▶ Point localization data
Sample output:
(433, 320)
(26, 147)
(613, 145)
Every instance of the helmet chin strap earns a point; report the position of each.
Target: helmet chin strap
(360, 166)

▶ WHAT THE EXERCISE ASKS
Beginning at the line that holds "Every instance of", reproduce each line of the records above down to and including the last one.

▶ ANSWER BELOW
Every instance of the helmet chin strap earns a point; report the position of each.
Target: helmet chin strap
(360, 166)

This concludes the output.